--- start of Exercise input ---
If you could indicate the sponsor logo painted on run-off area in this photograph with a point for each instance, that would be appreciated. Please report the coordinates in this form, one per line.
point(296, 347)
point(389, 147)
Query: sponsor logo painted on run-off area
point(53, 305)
--- end of Exercise input ---
• _To do_: Put the lines above into a Markdown table with two columns, Row and Line. Number each row and skip any blank lines.

• _Expected answer_:
| Row | Line |
|---|---|
| 1 | If you could indicate the sponsor logo painted on run-off area in this photograph with a point for each instance, that would be appreciated. Please report the coordinates in this form, one per line. |
| 2 | point(296, 347) |
| 3 | point(389, 147) |
| 4 | Query: sponsor logo painted on run-off area |
| 5 | point(53, 305) |